— start of Dataset entries —

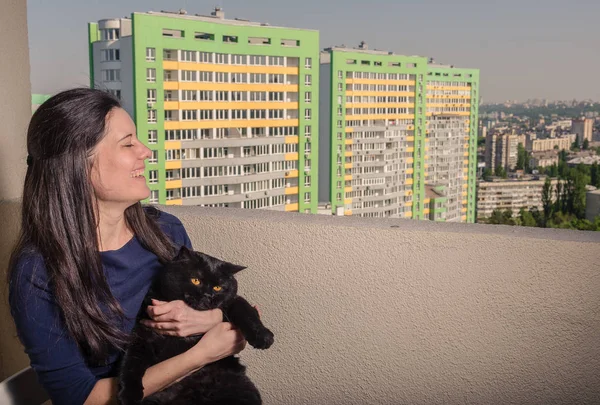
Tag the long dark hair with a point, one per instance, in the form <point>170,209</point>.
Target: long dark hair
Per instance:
<point>59,221</point>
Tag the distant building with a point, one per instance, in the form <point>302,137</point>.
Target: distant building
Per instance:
<point>548,144</point>
<point>501,150</point>
<point>584,129</point>
<point>543,159</point>
<point>228,107</point>
<point>587,160</point>
<point>592,205</point>
<point>510,194</point>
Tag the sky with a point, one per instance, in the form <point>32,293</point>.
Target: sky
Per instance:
<point>524,50</point>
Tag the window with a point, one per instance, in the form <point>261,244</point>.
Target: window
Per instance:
<point>153,176</point>
<point>204,36</point>
<point>116,93</point>
<point>222,58</point>
<point>173,33</point>
<point>238,59</point>
<point>188,56</point>
<point>151,116</point>
<point>111,75</point>
<point>151,75</point>
<point>153,136</point>
<point>110,34</point>
<point>109,55</point>
<point>150,54</point>
<point>151,96</point>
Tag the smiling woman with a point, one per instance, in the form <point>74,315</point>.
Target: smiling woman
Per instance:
<point>88,252</point>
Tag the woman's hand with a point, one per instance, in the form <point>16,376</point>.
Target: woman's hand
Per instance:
<point>175,318</point>
<point>221,341</point>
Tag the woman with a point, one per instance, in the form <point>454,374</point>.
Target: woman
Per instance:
<point>88,252</point>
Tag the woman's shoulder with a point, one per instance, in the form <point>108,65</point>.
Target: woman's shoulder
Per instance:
<point>169,223</point>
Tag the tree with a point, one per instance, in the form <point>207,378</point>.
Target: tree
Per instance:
<point>595,175</point>
<point>558,202</point>
<point>547,200</point>
<point>586,144</point>
<point>575,145</point>
<point>527,218</point>
<point>522,158</point>
<point>500,172</point>
<point>496,218</point>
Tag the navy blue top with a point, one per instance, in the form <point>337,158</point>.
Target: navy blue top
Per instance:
<point>61,367</point>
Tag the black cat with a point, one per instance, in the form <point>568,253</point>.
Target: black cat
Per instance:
<point>202,282</point>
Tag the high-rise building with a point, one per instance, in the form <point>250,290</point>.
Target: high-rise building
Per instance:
<point>584,129</point>
<point>228,107</point>
<point>399,135</point>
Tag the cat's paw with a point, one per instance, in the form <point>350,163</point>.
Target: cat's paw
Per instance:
<point>262,339</point>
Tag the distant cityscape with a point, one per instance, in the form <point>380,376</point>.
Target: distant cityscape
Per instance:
<point>244,114</point>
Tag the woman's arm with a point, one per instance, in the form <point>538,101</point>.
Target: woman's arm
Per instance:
<point>157,377</point>
<point>221,341</point>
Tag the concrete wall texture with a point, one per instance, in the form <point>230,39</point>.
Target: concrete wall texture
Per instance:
<point>401,311</point>
<point>373,311</point>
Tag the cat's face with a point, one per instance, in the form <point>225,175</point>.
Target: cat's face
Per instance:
<point>201,281</point>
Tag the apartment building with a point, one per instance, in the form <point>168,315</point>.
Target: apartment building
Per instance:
<point>394,127</point>
<point>511,194</point>
<point>549,144</point>
<point>584,129</point>
<point>228,107</point>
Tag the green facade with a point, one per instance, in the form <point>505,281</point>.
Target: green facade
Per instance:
<point>471,76</point>
<point>424,73</point>
<point>147,32</point>
<point>339,63</point>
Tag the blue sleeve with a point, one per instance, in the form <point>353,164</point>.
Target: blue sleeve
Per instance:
<point>54,355</point>
<point>174,229</point>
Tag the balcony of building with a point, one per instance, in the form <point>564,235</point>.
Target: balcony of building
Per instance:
<point>372,311</point>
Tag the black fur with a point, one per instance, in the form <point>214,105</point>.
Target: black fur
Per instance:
<point>222,382</point>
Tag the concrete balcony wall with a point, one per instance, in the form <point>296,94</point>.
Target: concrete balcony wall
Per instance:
<point>400,311</point>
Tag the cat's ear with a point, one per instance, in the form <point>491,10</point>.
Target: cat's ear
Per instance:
<point>232,269</point>
<point>183,254</point>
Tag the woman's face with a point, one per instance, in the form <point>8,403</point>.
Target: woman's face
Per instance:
<point>118,163</point>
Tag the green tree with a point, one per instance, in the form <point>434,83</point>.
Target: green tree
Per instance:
<point>521,155</point>
<point>500,172</point>
<point>575,145</point>
<point>547,199</point>
<point>527,218</point>
<point>496,218</point>
<point>558,199</point>
<point>586,144</point>
<point>595,175</point>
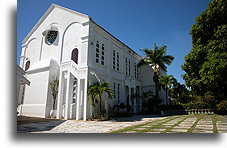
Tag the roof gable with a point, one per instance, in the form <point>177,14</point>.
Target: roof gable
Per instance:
<point>49,10</point>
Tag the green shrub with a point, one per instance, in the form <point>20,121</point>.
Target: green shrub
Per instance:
<point>197,105</point>
<point>222,107</point>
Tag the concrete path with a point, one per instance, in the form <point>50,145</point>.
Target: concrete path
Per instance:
<point>73,126</point>
<point>199,123</point>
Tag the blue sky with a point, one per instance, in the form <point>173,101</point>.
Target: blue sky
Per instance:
<point>137,23</point>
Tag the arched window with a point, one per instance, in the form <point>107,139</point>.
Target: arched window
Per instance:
<point>74,55</point>
<point>97,52</point>
<point>27,65</point>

— end of Dataset entries —

Update the records by changing every "Target" to "Label" and keeping all other text the same. Omit the pictures from your answer.

# Response for this exercise
Tag the long dark hair with a point, one per instance, in the form <point>170,209</point>.
Label: long dark hair
Per instance:
<point>59,221</point>
Tag the distant building with a point, one per instance, in the form <point>302,137</point>.
Label: distant building
Per instance:
<point>548,144</point>
<point>501,150</point>
<point>584,129</point>
<point>543,159</point>
<point>228,107</point>
<point>587,160</point>
<point>592,205</point>
<point>510,194</point>
Tag the sky with a point, one per instance, in the form <point>32,293</point>.
Label: sky
Per instance:
<point>524,50</point>
Tag the window with a point, one per instance, in the form <point>261,244</point>.
Label: window
Per instance:
<point>153,176</point>
<point>204,36</point>
<point>116,93</point>
<point>222,58</point>
<point>173,33</point>
<point>238,59</point>
<point>188,56</point>
<point>151,116</point>
<point>111,75</point>
<point>151,75</point>
<point>153,136</point>
<point>110,34</point>
<point>109,55</point>
<point>150,54</point>
<point>151,96</point>
Tag the smiling woman with a point, one per instance, in the form <point>74,315</point>.
Label: smiling woman
Per instance:
<point>88,252</point>
Tag the woman's hand with a point, one per instance, in the form <point>16,376</point>.
Label: woman's hand
Per instance:
<point>175,318</point>
<point>221,341</point>
Tag the woman with a point, one per instance, in the form <point>454,374</point>.
Label: woman
Per instance:
<point>88,252</point>
Tag the woman's shoulder with a point, one per instance, in the form <point>108,65</point>.
Label: woman's shoulder
Per instance:
<point>169,223</point>
Tag the tree with a point, one per instance, in the form <point>207,378</point>.
Label: tree
Per instance:
<point>595,175</point>
<point>558,202</point>
<point>547,200</point>
<point>586,144</point>
<point>575,145</point>
<point>527,218</point>
<point>522,158</point>
<point>500,172</point>
<point>496,218</point>
Tag the navy blue top with a point, one per instance, in the form <point>337,158</point>.
Label: navy blue top
Per instance:
<point>61,367</point>
Tag the black cat with a point, one per instance, in the form <point>568,253</point>.
Label: black cat
Per instance:
<point>202,282</point>
Tag the high-rise building with a point, one per instance, in the form <point>250,290</point>.
Label: high-rise building
Per instance:
<point>584,129</point>
<point>228,107</point>
<point>399,135</point>
Tag the cat's paw with a point, one per instance, in the form <point>350,163</point>.
Label: cat's paw
Per instance:
<point>262,339</point>
Tag the distant cityscape with a point, one per instance, in the form <point>380,376</point>.
Label: distant cityscape
Per instance:
<point>244,114</point>
Tag the woman's arm with a point, one per instance, in the form <point>538,101</point>.
Label: woman's arm
Per instance:
<point>157,377</point>
<point>221,341</point>
Tag the concrete wall texture with a point, one per instance, in the form <point>230,39</point>.
Label: concrete wall texture
Per instance:
<point>401,311</point>
<point>373,311</point>
Tag the cat's face with a point, one per instance, in the form <point>225,175</point>.
Label: cat's face
Per instance:
<point>201,281</point>
Tag the apartment building with a point, one per instance, in the form <point>168,315</point>.
Label: apartment building
Per instance:
<point>394,127</point>
<point>511,194</point>
<point>549,144</point>
<point>584,129</point>
<point>228,107</point>
Tag the green facade with a point, one per instance, in the form <point>505,281</point>.
Label: green facade
Per instance:
<point>471,76</point>
<point>424,73</point>
<point>147,32</point>
<point>339,63</point>
Tag the blue sleeve with a point, one per instance, in the form <point>353,164</point>.
Label: blue sleeve
Per instance:
<point>54,355</point>
<point>174,229</point>
Tag the balcony of building with a point, one per instance, in the form <point>564,235</point>.
Label: balcony of building
Per instance:
<point>372,311</point>
Tag the black fur with a point, one per instance, in the form <point>214,105</point>.
Label: black fur
Per instance:
<point>222,382</point>
Tag the concrete balcony wall with a point, one per instance, in the form <point>296,94</point>.
Label: concrete balcony wall
Per instance:
<point>400,311</point>
Tag the cat's ear with a point, one per instance, in the form <point>491,10</point>.
Label: cat's ear
Per instance:
<point>232,269</point>
<point>183,254</point>
Tag the woman's face with a point, one per instance, in the form <point>8,403</point>.
Label: woman's face
Per instance:
<point>118,163</point>
Tag the green tree with a point, one per instance, in the form <point>434,83</point>.
Label: green tree
Per instance:
<point>521,155</point>
<point>500,172</point>
<point>575,145</point>
<point>547,199</point>
<point>527,218</point>
<point>496,218</point>
<point>558,199</point>
<point>586,144</point>
<point>595,175</point>
Tag the roof gable with a point, one per instance, in the form <point>177,14</point>.
Label: roof gable
Per instance:
<point>49,10</point>
Tag the green shrub with a point, one per instance, in the form <point>20,121</point>.
Label: green shrub
Per instance:
<point>197,105</point>
<point>222,107</point>
Tag the concrete path with a point, one per instance, in the form <point>50,145</point>.
Label: concrete path
Per instance:
<point>73,126</point>
<point>199,123</point>
Tag the blue sky with a point, one per instance, in the form <point>173,101</point>.
Label: blue sky
Per instance:
<point>137,23</point>
Tag the arched window with a point, one per instance, in the form <point>107,139</point>.
Label: arched window
Per instance:
<point>74,55</point>
<point>97,52</point>
<point>27,65</point>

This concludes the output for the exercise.